Source extract |
*** Block opens ***
While The New York Times was grabbing all the attention this afternoon with word that it had won five 2009 Pulitzer Prizes, three faculty members earned the prestigious honors, plus $10,000 each, for their literary works. They were:
Annette Gordon-Reed, a law professor at New York Law School, who won in the history category for The Hemingses of Monticello: An American Family (W.W. Norton & Company), a multigenerational saga that the Pulitzer citation says “casts provocative new light” on the relationship between Sally Hemings and her master, Thomas Jefferson. Ms. Gordon-Reed initially laid out her thesis of the relationship in Thomas Jefferson and Sally Hemings: An American Controversy (University Press of Virginia, 1997), which was later supported by new DNA evidence.
Lynn Nottage, a visiting lecturer in playwriting at the Yale School of Drama, who won in the drama category for Ruined, a play that the Pulitzer citation says “compels audiences to face the horror of wartime rape and brutality while still finding affirmation of life and hope amid hopelessness.”
Elizabeth Strout, a member of the M.F.A. faculty at Queens University, in Charlotte, N.C., who won in the fiction category for Olive Kitteridge (Random House), a collection of short stories about the title character, set in small-town Maine, that the citations says “packs a cumulative emotional wallop, bound together by polished prose.”
*** Block closes ***
Information provided |
*** Block opens ***
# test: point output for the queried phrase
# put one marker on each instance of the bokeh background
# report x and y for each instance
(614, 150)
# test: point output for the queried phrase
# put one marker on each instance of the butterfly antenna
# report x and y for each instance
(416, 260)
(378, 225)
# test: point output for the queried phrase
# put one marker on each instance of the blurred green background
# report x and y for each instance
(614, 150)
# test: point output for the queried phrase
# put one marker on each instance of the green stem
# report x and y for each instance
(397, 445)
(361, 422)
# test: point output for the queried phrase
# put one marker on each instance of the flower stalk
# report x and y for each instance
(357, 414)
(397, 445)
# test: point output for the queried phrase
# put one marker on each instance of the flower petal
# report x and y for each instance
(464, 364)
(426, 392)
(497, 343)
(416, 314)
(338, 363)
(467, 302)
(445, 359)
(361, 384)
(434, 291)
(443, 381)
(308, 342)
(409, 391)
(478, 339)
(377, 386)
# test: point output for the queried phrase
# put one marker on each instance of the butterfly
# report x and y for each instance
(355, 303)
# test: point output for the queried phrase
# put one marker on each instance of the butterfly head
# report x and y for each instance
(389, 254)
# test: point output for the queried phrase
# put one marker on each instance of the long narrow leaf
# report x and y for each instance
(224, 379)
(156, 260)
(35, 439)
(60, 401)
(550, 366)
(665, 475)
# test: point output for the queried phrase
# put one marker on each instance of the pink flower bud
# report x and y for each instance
*** Block closes ***
What the task requires | Transcribe the Pulitzer passage verbatim, starting at the words "While The New" and ending after "new DNA evidence.".

Written response |
While The New York Times was grabbing all the attention this afternoon with word that it had won five 2009 Pulitzer Prizes, three faculty members earned the prestigious honors, plus $10,000 each, for their literary works. They were:
Annette Gordon-Reed, a law professor at New York Law School, who won in the history category for The Hemingses of Monticello: An American Family (W.W. Norton & Company), a multigenerational saga that the Pulitzer citation says “casts provocative new light” on the relationship between Sally Hemings and her master, Thomas Jefferson. Ms. Gordon-Reed initially laid out her thesis of the relationship in Thomas Jefferson and Sally Hemings: An American Controversy (University Press of Virginia, 1997), which was later supported by new DNA evidence.